*Referring expression pointing data*
--
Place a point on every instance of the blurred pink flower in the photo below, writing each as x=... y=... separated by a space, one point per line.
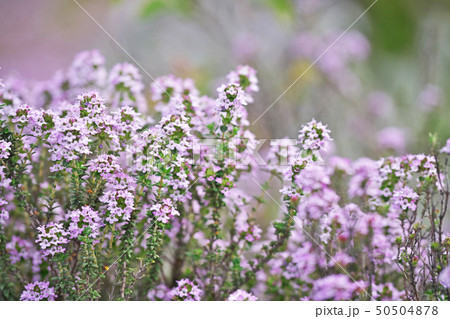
x=392 y=138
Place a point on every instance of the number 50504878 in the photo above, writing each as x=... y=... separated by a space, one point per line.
x=406 y=310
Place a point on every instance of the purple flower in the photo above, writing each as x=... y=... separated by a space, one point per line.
x=314 y=136
x=446 y=148
x=51 y=238
x=164 y=211
x=444 y=277
x=83 y=218
x=186 y=290
x=405 y=199
x=37 y=291
x=5 y=147
x=241 y=295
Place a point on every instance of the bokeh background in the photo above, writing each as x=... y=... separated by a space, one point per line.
x=381 y=88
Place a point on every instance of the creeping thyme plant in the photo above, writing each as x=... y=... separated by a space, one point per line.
x=99 y=201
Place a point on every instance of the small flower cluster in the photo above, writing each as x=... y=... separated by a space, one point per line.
x=241 y=295
x=149 y=198
x=186 y=290
x=165 y=211
x=314 y=136
x=52 y=238
x=84 y=221
x=37 y=291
--
*What to do*
Exactly the lines from the one containing "Place a point on every instance of the bokeh" to the last line of the entries above must be duplicated, with both of those lines included and nothing more.

*Answer space*
Place a point on every instance of the bokeh background in the photo above, writing each as x=... y=... separated by a space, one point per line.
x=381 y=88
Place a point on every instance of the creeping thyme plant in the photo above, writing each as x=... y=... separated by a space, one point per line.
x=99 y=201
Place a point on every instance of the small flower cluster in the photo above, writing each as x=... y=... separated by a space, one point per line.
x=241 y=295
x=149 y=198
x=186 y=290
x=165 y=211
x=314 y=136
x=52 y=238
x=84 y=221
x=37 y=291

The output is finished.